### Directions
Below are records; reproduce exactly the lines from the one containing "Locate every instance of the blue banner" through the end, both included, and only those.

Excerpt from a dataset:
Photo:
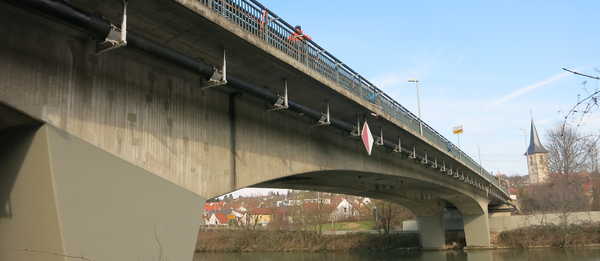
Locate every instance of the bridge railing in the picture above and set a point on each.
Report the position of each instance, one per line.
(260, 21)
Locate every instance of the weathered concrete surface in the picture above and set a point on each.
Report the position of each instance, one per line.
(152, 115)
(432, 232)
(70, 200)
(477, 228)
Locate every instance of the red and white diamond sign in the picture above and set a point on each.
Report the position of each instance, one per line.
(367, 138)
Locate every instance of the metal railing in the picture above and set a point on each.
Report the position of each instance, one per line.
(261, 22)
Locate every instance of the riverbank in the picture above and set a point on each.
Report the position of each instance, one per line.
(550, 235)
(286, 241)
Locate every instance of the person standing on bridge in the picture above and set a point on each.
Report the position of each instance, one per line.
(298, 40)
(298, 35)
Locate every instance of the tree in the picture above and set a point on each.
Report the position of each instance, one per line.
(388, 215)
(570, 151)
(562, 194)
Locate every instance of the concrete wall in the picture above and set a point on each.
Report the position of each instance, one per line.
(503, 223)
(71, 200)
(152, 114)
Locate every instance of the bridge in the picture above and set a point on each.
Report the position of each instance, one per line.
(118, 123)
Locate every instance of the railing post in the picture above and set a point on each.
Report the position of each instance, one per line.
(223, 8)
(337, 73)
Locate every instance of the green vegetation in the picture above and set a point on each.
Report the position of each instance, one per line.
(254, 240)
(350, 226)
(551, 236)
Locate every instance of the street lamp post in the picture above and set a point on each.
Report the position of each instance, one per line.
(418, 96)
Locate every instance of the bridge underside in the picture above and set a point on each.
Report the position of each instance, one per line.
(63, 197)
(120, 150)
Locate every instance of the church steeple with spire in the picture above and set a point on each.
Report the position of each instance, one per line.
(537, 158)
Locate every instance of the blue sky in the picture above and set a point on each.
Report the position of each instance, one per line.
(482, 64)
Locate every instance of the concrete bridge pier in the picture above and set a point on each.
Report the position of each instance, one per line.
(432, 232)
(477, 230)
(64, 199)
(477, 227)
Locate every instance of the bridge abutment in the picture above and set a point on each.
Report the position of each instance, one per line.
(63, 198)
(432, 232)
(477, 230)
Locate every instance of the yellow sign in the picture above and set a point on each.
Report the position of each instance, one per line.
(457, 130)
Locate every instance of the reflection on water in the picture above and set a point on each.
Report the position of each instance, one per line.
(480, 255)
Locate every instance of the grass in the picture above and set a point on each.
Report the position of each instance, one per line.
(251, 241)
(353, 226)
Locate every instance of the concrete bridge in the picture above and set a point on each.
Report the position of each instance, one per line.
(111, 147)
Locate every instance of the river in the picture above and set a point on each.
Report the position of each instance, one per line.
(479, 255)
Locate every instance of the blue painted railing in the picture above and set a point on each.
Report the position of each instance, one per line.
(260, 21)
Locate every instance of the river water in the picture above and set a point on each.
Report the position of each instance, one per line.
(479, 255)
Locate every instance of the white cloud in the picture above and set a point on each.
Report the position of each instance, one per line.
(529, 88)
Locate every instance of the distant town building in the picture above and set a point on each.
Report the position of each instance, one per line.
(537, 158)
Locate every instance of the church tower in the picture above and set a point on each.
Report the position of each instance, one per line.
(537, 158)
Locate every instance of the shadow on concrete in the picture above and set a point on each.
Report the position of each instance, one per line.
(16, 133)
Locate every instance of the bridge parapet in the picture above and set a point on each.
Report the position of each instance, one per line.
(258, 20)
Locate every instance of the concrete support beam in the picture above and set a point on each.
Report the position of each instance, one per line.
(431, 232)
(477, 230)
(64, 199)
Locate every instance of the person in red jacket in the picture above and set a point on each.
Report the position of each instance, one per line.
(298, 41)
(298, 35)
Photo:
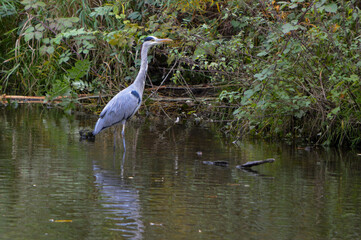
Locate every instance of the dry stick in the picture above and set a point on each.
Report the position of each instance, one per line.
(255, 163)
(165, 78)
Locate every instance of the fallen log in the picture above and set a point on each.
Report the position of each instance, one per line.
(255, 163)
(216, 163)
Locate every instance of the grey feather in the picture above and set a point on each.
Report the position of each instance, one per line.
(127, 102)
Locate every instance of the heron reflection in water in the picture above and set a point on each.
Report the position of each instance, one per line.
(127, 102)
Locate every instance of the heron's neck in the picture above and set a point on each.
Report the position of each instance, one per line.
(140, 80)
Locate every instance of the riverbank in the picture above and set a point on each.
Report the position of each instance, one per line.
(271, 67)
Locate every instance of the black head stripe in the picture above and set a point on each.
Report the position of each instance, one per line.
(136, 94)
(148, 39)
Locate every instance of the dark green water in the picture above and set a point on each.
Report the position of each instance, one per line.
(52, 186)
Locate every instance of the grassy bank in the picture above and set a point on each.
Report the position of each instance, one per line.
(285, 69)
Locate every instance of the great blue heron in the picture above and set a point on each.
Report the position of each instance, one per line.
(127, 102)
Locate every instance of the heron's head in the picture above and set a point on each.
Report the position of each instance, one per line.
(151, 40)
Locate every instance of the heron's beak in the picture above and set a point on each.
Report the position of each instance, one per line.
(165, 40)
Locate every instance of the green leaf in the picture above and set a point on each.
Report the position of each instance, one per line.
(331, 8)
(29, 36)
(38, 35)
(288, 27)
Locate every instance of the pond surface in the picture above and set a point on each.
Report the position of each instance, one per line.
(53, 186)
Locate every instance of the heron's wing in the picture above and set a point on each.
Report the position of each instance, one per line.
(120, 108)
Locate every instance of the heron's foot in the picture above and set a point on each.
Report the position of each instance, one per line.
(86, 134)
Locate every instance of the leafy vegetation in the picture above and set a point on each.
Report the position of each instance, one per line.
(280, 63)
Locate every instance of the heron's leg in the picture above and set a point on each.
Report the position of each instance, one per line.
(123, 133)
(115, 137)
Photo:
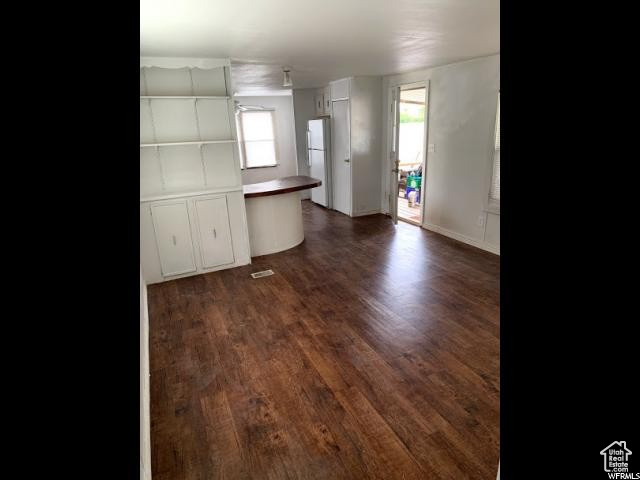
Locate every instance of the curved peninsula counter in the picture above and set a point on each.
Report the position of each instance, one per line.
(274, 213)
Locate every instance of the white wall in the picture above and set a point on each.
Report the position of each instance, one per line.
(145, 430)
(461, 120)
(285, 139)
(304, 108)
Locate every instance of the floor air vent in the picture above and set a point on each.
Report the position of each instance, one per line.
(264, 273)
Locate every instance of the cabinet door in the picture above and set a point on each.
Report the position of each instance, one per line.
(319, 104)
(214, 232)
(327, 100)
(173, 237)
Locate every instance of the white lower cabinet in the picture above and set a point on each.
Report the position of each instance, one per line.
(191, 235)
(173, 237)
(214, 232)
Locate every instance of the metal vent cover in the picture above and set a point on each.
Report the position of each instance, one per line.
(263, 273)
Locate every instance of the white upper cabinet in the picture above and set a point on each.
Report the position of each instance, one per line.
(173, 238)
(167, 81)
(214, 233)
(326, 96)
(209, 82)
(319, 99)
(340, 89)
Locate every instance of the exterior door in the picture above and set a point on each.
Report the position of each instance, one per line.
(214, 231)
(341, 156)
(173, 237)
(394, 159)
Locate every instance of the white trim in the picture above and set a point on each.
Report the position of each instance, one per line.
(182, 62)
(264, 93)
(366, 212)
(183, 97)
(193, 193)
(195, 142)
(462, 238)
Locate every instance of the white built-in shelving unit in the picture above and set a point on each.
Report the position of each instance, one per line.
(192, 217)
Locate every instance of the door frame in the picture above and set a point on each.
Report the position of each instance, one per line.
(333, 165)
(393, 144)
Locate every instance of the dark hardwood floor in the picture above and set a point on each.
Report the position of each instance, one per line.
(373, 352)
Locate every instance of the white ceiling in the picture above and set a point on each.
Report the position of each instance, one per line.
(321, 40)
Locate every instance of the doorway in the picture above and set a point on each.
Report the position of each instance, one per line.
(409, 152)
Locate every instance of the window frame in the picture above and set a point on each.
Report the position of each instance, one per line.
(494, 203)
(242, 142)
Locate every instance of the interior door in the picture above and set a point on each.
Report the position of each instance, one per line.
(173, 237)
(214, 231)
(341, 156)
(394, 95)
(317, 170)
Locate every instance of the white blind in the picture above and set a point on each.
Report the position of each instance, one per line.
(495, 182)
(257, 138)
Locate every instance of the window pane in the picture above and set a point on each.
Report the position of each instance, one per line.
(495, 181)
(260, 154)
(257, 126)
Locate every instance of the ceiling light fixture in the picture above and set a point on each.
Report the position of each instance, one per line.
(287, 78)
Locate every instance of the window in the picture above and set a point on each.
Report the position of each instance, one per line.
(494, 195)
(257, 138)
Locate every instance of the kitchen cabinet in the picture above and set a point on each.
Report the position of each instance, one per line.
(322, 100)
(190, 235)
(214, 232)
(326, 97)
(192, 210)
(173, 237)
(319, 100)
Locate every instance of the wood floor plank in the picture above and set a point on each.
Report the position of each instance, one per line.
(372, 352)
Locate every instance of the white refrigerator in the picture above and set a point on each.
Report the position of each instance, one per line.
(319, 158)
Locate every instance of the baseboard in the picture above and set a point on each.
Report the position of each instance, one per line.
(366, 212)
(495, 249)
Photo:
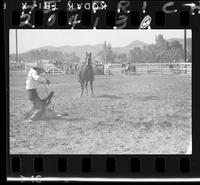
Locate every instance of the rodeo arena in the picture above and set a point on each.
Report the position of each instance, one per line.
(127, 108)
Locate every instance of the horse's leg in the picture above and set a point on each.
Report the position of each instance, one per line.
(82, 88)
(91, 86)
(86, 88)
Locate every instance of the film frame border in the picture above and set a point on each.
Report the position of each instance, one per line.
(122, 167)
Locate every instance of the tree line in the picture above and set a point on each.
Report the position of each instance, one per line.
(162, 51)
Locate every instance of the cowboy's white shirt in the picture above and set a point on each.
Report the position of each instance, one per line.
(33, 79)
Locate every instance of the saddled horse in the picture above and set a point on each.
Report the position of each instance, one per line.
(86, 74)
(130, 69)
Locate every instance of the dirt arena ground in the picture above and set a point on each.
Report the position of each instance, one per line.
(129, 114)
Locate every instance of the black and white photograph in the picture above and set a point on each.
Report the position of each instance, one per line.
(100, 91)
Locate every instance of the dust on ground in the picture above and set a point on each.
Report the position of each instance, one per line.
(129, 114)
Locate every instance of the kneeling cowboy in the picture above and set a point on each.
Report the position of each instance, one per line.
(34, 79)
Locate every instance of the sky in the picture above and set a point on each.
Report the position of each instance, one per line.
(29, 39)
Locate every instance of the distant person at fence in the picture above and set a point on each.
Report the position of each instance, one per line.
(34, 79)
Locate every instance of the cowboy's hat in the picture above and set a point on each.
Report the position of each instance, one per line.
(39, 66)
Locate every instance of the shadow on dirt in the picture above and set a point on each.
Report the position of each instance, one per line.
(109, 96)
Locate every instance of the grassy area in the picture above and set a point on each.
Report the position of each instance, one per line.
(142, 114)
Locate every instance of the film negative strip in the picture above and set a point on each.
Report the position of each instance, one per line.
(138, 118)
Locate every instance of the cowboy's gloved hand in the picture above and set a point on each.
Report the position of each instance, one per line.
(47, 82)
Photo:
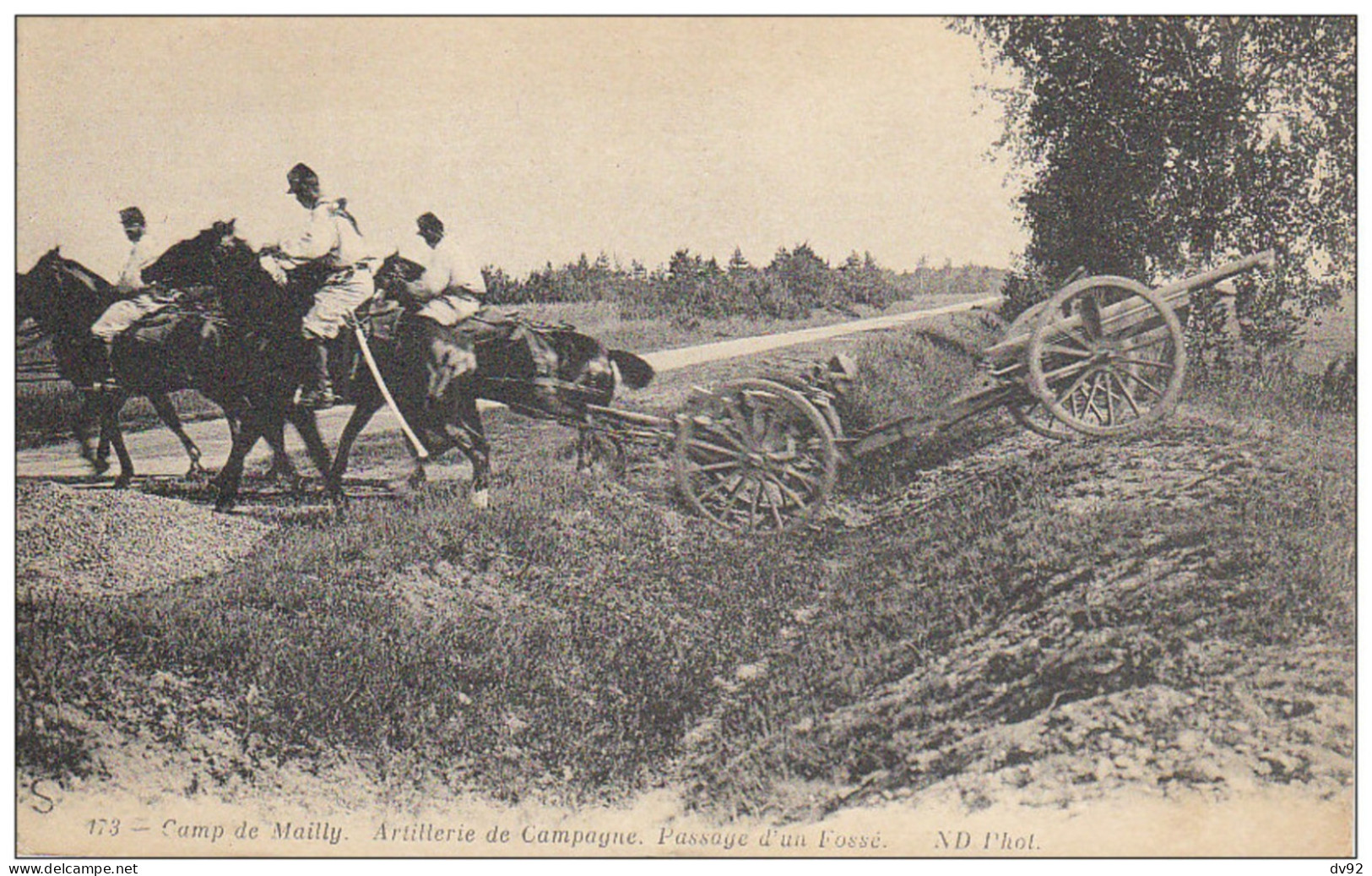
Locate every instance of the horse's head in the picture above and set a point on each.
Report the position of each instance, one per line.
(59, 291)
(198, 261)
(397, 271)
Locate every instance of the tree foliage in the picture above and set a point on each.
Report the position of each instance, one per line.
(1158, 146)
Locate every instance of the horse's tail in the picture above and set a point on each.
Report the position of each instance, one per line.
(636, 371)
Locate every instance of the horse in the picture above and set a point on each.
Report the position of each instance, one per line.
(65, 298)
(437, 373)
(267, 360)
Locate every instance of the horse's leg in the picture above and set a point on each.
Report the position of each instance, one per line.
(583, 449)
(230, 476)
(168, 412)
(88, 414)
(309, 428)
(110, 430)
(283, 470)
(355, 423)
(471, 438)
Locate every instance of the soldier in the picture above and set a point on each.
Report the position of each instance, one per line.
(140, 300)
(450, 289)
(331, 239)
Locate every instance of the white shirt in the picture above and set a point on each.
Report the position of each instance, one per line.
(447, 269)
(142, 256)
(328, 237)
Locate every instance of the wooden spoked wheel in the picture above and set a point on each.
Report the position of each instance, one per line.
(755, 456)
(1106, 356)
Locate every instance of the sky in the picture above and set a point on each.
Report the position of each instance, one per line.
(535, 140)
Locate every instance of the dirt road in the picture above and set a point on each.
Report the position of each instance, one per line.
(158, 452)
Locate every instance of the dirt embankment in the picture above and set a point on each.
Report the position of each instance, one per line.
(1141, 671)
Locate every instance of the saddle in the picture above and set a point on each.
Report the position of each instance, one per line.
(198, 301)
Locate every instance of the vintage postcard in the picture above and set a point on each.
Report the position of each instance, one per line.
(685, 437)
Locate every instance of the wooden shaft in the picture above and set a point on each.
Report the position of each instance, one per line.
(386, 393)
(632, 416)
(957, 411)
(1176, 294)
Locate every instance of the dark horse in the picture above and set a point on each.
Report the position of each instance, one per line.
(435, 375)
(263, 359)
(65, 298)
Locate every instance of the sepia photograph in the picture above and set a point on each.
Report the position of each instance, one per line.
(724, 437)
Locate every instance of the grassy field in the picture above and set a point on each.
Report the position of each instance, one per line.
(586, 639)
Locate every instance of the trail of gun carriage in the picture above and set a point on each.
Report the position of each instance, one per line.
(1040, 542)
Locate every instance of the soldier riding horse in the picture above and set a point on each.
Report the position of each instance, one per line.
(434, 373)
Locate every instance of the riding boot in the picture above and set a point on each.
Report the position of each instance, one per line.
(320, 395)
(109, 382)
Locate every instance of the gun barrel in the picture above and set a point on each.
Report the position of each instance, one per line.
(1174, 293)
(1006, 356)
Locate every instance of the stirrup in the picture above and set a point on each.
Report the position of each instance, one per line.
(318, 399)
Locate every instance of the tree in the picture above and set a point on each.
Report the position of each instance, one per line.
(1161, 144)
(737, 263)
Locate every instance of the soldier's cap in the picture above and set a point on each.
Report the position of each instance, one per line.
(430, 223)
(301, 176)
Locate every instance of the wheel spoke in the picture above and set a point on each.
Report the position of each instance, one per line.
(1065, 371)
(1062, 351)
(1073, 389)
(696, 443)
(1109, 394)
(1145, 384)
(719, 485)
(1128, 397)
(1091, 315)
(1146, 362)
(713, 467)
(1091, 399)
(775, 513)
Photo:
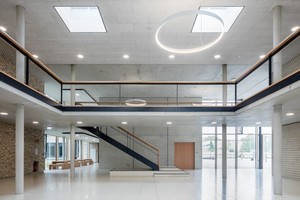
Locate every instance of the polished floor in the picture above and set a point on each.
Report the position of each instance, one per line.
(94, 184)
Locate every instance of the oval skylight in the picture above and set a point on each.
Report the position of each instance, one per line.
(82, 19)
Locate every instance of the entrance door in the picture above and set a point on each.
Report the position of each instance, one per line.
(184, 155)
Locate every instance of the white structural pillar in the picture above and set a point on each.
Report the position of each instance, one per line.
(256, 148)
(73, 78)
(216, 147)
(20, 59)
(224, 151)
(236, 148)
(19, 162)
(224, 78)
(277, 59)
(277, 149)
(72, 150)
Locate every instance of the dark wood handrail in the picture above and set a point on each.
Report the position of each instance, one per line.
(148, 82)
(271, 53)
(26, 53)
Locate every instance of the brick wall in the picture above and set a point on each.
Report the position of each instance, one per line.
(33, 149)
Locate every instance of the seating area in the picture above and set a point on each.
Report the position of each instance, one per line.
(66, 164)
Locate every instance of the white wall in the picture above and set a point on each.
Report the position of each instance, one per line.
(162, 138)
(291, 151)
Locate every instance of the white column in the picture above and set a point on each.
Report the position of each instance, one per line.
(216, 147)
(256, 149)
(20, 59)
(224, 78)
(19, 162)
(73, 77)
(277, 27)
(67, 149)
(57, 148)
(224, 151)
(236, 148)
(81, 150)
(200, 149)
(72, 150)
(277, 150)
(64, 148)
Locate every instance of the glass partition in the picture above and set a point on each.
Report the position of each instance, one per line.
(7, 58)
(44, 83)
(253, 83)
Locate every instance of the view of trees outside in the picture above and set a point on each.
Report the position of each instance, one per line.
(246, 147)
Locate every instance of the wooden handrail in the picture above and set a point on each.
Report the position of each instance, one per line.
(26, 53)
(138, 138)
(275, 50)
(149, 82)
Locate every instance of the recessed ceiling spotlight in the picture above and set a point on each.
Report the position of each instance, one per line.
(217, 56)
(289, 114)
(80, 56)
(295, 28)
(2, 28)
(262, 56)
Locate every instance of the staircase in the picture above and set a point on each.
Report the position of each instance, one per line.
(122, 147)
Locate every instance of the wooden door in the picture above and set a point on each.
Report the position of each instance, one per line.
(184, 155)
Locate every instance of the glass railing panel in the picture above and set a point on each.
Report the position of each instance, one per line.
(290, 58)
(7, 59)
(201, 95)
(153, 95)
(42, 82)
(253, 83)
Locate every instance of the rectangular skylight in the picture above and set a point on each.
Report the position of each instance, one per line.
(82, 19)
(204, 23)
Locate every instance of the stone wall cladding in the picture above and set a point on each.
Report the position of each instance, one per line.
(33, 149)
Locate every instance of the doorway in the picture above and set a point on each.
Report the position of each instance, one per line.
(184, 155)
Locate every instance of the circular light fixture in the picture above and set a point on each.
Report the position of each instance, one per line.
(3, 28)
(135, 102)
(295, 28)
(171, 56)
(289, 114)
(191, 50)
(80, 56)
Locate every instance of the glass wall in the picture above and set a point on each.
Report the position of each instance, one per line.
(246, 147)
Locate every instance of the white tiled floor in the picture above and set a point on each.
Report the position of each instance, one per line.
(207, 184)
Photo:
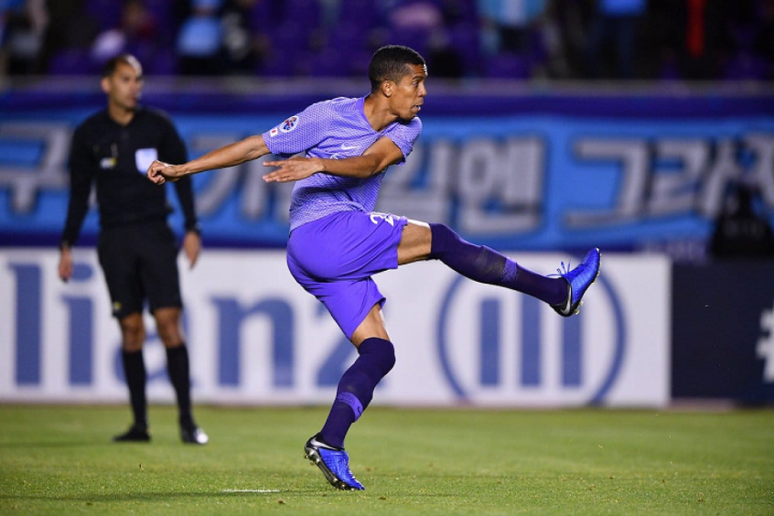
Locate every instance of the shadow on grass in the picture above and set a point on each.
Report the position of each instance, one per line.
(182, 496)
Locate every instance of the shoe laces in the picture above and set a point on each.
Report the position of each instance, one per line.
(564, 269)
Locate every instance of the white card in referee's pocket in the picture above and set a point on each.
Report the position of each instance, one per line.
(144, 157)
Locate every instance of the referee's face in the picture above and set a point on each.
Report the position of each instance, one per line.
(124, 87)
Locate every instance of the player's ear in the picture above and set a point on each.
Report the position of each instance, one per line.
(387, 87)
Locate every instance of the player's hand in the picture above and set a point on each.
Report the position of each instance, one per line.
(160, 172)
(192, 246)
(293, 169)
(65, 264)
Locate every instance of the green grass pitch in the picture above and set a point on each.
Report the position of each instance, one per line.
(59, 460)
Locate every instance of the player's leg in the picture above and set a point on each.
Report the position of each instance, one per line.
(333, 260)
(480, 263)
(353, 395)
(161, 282)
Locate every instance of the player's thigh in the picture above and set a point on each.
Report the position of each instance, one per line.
(372, 326)
(348, 301)
(118, 260)
(347, 245)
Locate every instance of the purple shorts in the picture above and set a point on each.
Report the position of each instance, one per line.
(334, 257)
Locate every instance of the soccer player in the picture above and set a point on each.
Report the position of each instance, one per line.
(337, 242)
(137, 249)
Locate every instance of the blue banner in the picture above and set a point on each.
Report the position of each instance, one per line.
(520, 173)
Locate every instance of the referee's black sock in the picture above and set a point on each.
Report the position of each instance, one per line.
(134, 370)
(179, 374)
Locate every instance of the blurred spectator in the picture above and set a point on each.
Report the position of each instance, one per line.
(68, 37)
(615, 27)
(507, 24)
(742, 230)
(200, 39)
(763, 39)
(136, 35)
(243, 48)
(22, 24)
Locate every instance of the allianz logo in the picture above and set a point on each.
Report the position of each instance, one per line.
(495, 344)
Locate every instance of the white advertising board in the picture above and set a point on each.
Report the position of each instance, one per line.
(255, 337)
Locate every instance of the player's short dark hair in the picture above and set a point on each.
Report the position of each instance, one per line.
(110, 66)
(390, 63)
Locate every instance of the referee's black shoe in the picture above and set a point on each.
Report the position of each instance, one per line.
(135, 434)
(193, 435)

### Solution below
Locate every instance of the blue banner in the picture above and set a point on each.
Report the position of each instance, one per line.
(520, 173)
Locate every instance of the referee's black sock in the picture above and set a point on each.
Report the position of each instance, one per line.
(134, 370)
(179, 374)
Locate every instance of the blurred spectator in the picture above and set a point on each.
Report the position of each instance, one per line.
(68, 37)
(615, 27)
(507, 24)
(742, 230)
(200, 39)
(763, 39)
(136, 35)
(243, 48)
(22, 24)
Locate every instance of the allianz logo in the picture above and set a point on each.
Report the position of each instance, one per line.
(495, 344)
Locate every instance of the white advertising board in the picture above and set a point on each.
Report the position of each instance, one per line.
(255, 337)
Locate every instance of the player's short dark hair in the picture above and set a point on each.
Report the position of each instance, one per line.
(110, 66)
(390, 63)
Locate every instance of the referee's black shoe in the picture above and set a point on each.
Report the position of each instance, one per line.
(135, 434)
(193, 435)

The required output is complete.